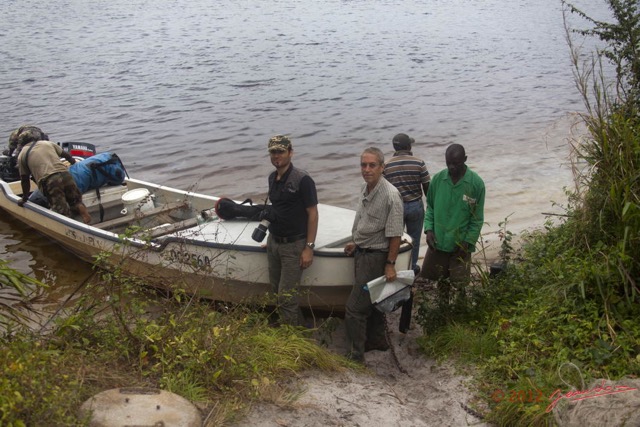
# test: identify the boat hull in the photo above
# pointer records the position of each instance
(176, 247)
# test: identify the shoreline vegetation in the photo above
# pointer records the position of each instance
(563, 309)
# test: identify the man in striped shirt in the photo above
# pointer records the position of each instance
(377, 230)
(410, 176)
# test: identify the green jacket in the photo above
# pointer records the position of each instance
(455, 213)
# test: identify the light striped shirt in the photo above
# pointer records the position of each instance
(407, 173)
(379, 216)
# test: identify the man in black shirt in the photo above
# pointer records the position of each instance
(292, 231)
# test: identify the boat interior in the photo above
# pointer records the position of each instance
(145, 213)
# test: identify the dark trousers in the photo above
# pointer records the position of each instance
(284, 275)
(362, 321)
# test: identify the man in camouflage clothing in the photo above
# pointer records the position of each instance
(29, 131)
(41, 158)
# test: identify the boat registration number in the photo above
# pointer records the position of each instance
(190, 258)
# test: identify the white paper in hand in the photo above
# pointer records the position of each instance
(380, 289)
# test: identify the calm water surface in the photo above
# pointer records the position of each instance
(188, 93)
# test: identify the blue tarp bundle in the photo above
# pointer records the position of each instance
(96, 171)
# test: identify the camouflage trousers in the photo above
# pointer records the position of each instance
(62, 192)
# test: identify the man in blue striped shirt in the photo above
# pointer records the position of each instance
(410, 176)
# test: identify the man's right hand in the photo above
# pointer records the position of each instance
(431, 240)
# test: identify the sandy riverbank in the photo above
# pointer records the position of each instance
(428, 394)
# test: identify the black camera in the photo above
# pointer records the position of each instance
(266, 217)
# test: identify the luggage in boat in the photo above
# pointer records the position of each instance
(97, 171)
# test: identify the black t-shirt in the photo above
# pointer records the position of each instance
(290, 197)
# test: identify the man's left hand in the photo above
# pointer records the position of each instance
(390, 272)
(306, 258)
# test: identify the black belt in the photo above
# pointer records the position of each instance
(370, 251)
(288, 239)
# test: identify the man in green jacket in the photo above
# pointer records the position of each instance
(454, 218)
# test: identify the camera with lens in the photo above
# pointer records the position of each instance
(266, 217)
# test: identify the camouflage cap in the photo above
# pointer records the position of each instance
(279, 142)
(26, 134)
(402, 141)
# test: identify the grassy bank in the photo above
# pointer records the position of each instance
(117, 335)
(565, 310)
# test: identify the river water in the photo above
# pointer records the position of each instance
(187, 93)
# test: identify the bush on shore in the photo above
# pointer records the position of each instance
(566, 308)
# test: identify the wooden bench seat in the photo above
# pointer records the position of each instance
(131, 218)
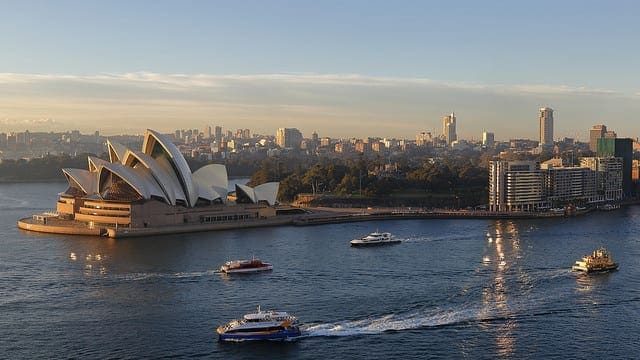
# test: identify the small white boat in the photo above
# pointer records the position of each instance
(245, 266)
(375, 238)
(599, 261)
(261, 325)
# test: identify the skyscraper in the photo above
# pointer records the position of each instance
(449, 128)
(218, 132)
(488, 139)
(546, 127)
(288, 138)
(596, 132)
(622, 148)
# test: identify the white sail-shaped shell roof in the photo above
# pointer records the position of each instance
(159, 171)
(163, 176)
(82, 178)
(116, 151)
(212, 182)
(158, 146)
(137, 181)
(247, 190)
(95, 162)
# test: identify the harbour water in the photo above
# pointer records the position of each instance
(451, 289)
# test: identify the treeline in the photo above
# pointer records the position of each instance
(463, 178)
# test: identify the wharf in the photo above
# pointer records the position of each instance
(315, 216)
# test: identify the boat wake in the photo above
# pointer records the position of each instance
(392, 322)
(162, 276)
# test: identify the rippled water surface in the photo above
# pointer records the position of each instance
(451, 289)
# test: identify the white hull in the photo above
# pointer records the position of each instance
(358, 242)
(247, 270)
(375, 238)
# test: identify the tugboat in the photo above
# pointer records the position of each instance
(375, 238)
(261, 325)
(245, 266)
(598, 261)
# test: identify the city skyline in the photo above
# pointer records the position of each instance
(343, 70)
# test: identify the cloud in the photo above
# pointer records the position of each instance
(185, 82)
(337, 105)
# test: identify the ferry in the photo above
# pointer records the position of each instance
(598, 261)
(261, 325)
(245, 266)
(375, 238)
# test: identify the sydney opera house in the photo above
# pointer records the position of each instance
(153, 188)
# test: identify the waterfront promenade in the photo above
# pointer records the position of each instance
(312, 216)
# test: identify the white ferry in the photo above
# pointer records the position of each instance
(245, 266)
(599, 260)
(261, 325)
(375, 238)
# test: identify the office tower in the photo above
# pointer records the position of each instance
(449, 128)
(609, 175)
(424, 139)
(218, 133)
(546, 127)
(515, 186)
(488, 139)
(622, 148)
(288, 138)
(596, 132)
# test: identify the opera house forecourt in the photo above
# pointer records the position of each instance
(153, 191)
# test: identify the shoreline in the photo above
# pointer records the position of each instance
(318, 216)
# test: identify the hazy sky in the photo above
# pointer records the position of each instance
(341, 68)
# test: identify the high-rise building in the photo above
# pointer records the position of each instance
(515, 186)
(449, 128)
(288, 138)
(622, 148)
(608, 178)
(488, 139)
(424, 139)
(218, 132)
(546, 127)
(596, 132)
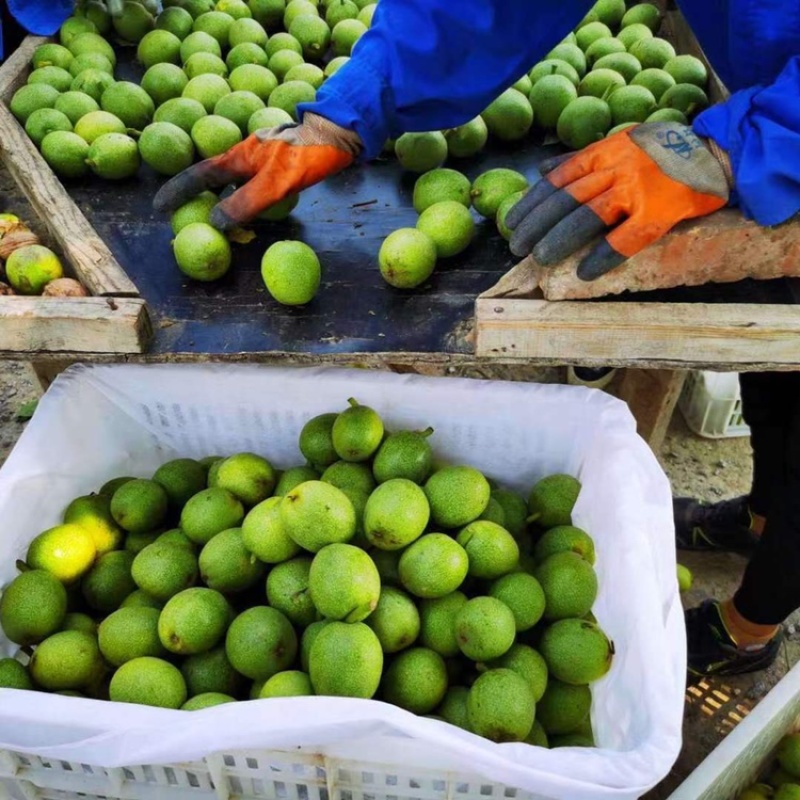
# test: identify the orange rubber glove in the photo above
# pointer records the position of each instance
(271, 163)
(643, 180)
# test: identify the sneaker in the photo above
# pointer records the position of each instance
(712, 651)
(726, 525)
(594, 378)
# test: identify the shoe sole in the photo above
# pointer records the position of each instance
(756, 665)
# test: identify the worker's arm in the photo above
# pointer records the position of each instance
(760, 130)
(641, 182)
(424, 65)
(431, 64)
(42, 17)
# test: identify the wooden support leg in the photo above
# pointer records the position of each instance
(651, 395)
(47, 371)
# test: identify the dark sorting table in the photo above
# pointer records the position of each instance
(344, 220)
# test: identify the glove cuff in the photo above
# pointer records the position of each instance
(320, 130)
(723, 158)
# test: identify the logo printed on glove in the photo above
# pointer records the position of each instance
(680, 144)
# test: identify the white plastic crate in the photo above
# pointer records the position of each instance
(96, 422)
(711, 404)
(743, 754)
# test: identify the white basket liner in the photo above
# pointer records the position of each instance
(100, 421)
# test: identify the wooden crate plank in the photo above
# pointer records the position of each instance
(14, 70)
(86, 252)
(721, 248)
(731, 336)
(74, 325)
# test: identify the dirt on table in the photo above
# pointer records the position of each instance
(707, 469)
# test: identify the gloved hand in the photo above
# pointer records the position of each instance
(271, 163)
(643, 180)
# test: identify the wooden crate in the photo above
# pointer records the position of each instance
(114, 319)
(515, 321)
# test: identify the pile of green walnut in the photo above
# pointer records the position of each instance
(369, 571)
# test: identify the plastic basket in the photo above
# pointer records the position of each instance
(256, 775)
(99, 421)
(712, 405)
(742, 755)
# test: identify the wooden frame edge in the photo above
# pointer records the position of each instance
(82, 325)
(673, 336)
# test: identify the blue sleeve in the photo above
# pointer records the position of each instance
(42, 17)
(432, 64)
(760, 129)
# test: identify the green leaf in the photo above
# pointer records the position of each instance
(26, 410)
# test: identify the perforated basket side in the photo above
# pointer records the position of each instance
(712, 407)
(739, 759)
(244, 775)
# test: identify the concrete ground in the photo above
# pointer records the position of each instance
(706, 469)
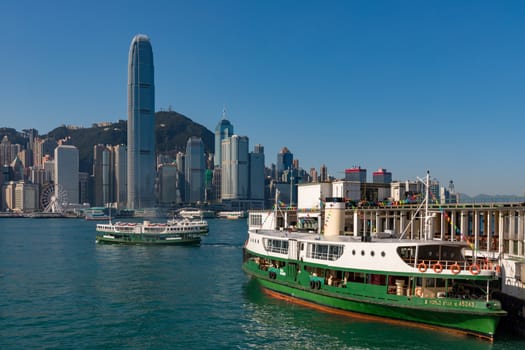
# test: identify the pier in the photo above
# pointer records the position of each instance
(495, 233)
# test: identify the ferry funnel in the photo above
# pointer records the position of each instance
(334, 216)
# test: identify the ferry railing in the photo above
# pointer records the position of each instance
(455, 266)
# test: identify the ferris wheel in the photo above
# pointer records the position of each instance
(53, 198)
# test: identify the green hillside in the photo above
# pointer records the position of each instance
(172, 131)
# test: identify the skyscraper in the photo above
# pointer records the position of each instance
(194, 170)
(235, 168)
(141, 124)
(223, 130)
(66, 172)
(284, 162)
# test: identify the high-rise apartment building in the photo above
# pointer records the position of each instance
(101, 173)
(284, 162)
(141, 124)
(223, 130)
(120, 182)
(355, 174)
(381, 176)
(168, 193)
(257, 173)
(194, 170)
(66, 171)
(235, 168)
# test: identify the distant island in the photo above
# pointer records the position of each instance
(172, 131)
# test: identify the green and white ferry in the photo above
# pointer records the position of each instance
(180, 231)
(425, 283)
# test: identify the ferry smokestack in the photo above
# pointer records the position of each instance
(334, 216)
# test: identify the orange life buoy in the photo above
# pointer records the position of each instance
(474, 269)
(454, 268)
(437, 267)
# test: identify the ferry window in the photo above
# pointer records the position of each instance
(325, 251)
(276, 246)
(256, 220)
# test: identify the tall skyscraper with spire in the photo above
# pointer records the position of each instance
(223, 130)
(141, 124)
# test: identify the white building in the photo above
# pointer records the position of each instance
(66, 172)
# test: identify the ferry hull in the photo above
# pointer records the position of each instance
(143, 240)
(457, 321)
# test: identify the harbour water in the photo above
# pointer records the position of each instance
(61, 290)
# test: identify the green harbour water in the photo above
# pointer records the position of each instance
(61, 290)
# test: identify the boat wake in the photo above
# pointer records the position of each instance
(222, 244)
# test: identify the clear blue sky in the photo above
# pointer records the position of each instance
(409, 86)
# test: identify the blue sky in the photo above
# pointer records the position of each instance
(409, 86)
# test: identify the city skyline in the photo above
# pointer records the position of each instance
(141, 124)
(407, 86)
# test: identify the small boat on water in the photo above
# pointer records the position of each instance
(97, 214)
(427, 283)
(195, 213)
(173, 232)
(232, 215)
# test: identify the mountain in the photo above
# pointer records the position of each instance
(172, 131)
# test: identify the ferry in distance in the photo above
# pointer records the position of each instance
(173, 232)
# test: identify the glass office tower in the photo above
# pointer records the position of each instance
(141, 125)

——

• _WHAT YOU SHOULD DO_
List all lines from the entries that include the word "crate".

• _RESULT FOR THIS TASK_
# test: identify the white plastic crate in the photo above
# test: identify the wooden crate plank in the photo above
# test: identify the wooden crate in the photo above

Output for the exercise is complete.